[TEXT BLOCK]:

>>>>

A \(6090 \mathrm{~kg}\) space probe moving nose-first toward Jupiter at \(105 \mathrm{~m} / \mathrm{s}\) relative to the Sun fires its rocket engine, ejecting \(80.0 \mathrm{~kg}\) of exhaust at a speed of \(253 \mathrm{~m} / \mathrm{s}\) relative to the space probe. What is the final velocity of the probe?

Short Answer

Expert verified
The final velocity of the space probe is approximately 108.1 m/s.

Step by step solution

01

Identify known quantities

We have the initial mass of the probe, which is \( m_0 = 6090 \) kg. The velocity of the probe relative to the Sun is \( v_0 = 105 \) m/s. The mass of the exhaust is \( m_e = 80.0 \) kg, ejected with a velocity \( v_e = 253 \) m/s relative to the probe.

<<<<

[DATA ROWS]:
>>>>

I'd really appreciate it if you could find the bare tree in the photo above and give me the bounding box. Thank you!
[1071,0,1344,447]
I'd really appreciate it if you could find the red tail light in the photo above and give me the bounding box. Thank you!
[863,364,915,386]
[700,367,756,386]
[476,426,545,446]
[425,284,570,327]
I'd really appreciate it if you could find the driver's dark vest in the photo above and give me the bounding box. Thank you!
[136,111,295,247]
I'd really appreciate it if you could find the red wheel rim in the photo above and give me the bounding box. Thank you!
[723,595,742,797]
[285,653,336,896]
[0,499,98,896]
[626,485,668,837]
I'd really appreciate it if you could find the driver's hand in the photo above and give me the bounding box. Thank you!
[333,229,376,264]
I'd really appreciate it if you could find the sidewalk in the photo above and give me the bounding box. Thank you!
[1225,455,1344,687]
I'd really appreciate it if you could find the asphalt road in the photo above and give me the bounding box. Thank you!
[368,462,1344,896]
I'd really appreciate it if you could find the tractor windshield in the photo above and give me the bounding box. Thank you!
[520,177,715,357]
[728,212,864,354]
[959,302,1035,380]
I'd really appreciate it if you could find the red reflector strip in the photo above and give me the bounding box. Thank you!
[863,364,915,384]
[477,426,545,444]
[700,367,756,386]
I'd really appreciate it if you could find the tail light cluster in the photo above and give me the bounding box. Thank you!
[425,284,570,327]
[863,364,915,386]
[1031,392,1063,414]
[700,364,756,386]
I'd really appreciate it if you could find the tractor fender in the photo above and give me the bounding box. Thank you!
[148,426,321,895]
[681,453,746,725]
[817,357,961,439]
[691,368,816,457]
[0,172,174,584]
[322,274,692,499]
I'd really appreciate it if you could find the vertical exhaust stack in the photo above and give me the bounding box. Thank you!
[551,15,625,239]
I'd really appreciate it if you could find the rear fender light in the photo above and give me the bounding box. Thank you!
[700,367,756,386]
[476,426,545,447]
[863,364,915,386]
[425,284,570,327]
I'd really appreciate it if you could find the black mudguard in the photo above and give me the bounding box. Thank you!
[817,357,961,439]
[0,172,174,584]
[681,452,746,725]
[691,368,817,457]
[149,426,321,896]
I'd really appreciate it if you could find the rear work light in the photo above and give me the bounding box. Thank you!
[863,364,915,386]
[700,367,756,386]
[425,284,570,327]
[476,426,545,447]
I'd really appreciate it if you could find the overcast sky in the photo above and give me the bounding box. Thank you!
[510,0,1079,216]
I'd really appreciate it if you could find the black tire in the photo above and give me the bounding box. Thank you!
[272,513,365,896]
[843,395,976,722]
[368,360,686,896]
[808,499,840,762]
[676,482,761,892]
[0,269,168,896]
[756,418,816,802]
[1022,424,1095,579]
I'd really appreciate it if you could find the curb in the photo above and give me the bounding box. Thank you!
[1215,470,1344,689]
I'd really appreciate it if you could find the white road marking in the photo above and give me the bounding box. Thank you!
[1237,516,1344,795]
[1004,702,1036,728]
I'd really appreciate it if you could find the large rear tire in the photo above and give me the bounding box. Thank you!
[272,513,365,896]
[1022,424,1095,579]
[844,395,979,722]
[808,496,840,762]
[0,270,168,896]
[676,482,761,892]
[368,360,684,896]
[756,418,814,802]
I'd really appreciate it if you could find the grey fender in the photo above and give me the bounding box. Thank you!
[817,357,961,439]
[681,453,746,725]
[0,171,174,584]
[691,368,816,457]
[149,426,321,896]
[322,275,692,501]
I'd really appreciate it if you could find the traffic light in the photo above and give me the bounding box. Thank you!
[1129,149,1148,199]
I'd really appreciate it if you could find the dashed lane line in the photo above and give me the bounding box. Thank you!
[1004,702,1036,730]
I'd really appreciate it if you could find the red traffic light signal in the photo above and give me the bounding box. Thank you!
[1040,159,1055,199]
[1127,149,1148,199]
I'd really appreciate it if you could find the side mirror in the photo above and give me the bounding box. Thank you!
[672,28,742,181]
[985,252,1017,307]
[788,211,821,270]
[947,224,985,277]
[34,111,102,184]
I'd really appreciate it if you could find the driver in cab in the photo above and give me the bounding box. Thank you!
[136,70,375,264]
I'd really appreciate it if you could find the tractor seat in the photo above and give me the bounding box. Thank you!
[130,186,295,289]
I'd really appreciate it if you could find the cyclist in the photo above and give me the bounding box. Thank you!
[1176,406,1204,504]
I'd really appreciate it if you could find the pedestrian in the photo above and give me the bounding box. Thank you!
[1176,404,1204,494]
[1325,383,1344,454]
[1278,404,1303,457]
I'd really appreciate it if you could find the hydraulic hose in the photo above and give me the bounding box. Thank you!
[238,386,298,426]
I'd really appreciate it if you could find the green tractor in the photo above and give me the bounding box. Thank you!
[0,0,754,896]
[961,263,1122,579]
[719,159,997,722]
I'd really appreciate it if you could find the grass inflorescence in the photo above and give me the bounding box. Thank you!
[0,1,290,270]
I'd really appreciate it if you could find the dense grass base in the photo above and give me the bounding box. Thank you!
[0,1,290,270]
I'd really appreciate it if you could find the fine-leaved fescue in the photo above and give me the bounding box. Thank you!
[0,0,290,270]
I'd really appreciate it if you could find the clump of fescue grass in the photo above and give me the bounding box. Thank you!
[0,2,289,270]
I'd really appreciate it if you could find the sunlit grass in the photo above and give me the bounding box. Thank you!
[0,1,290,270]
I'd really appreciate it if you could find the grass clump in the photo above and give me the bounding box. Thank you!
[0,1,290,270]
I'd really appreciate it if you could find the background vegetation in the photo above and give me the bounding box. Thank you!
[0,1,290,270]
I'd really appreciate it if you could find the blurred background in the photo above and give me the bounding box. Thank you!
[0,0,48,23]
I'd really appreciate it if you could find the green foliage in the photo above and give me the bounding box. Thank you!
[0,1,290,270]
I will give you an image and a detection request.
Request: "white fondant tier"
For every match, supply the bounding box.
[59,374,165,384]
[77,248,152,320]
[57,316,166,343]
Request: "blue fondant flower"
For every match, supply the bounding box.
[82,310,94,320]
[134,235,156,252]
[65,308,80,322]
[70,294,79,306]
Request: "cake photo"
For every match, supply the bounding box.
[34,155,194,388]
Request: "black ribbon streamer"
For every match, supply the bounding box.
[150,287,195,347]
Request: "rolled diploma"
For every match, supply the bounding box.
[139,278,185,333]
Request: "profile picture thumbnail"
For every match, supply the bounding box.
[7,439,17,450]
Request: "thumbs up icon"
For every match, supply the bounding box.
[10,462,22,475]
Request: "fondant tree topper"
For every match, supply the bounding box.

<<<<

[PROBLEM]:
Please state the speed of the ejected exhaust relative to the probe, as given in the space probe problem.

[EXERCISE OUTPUT]:
253 m/s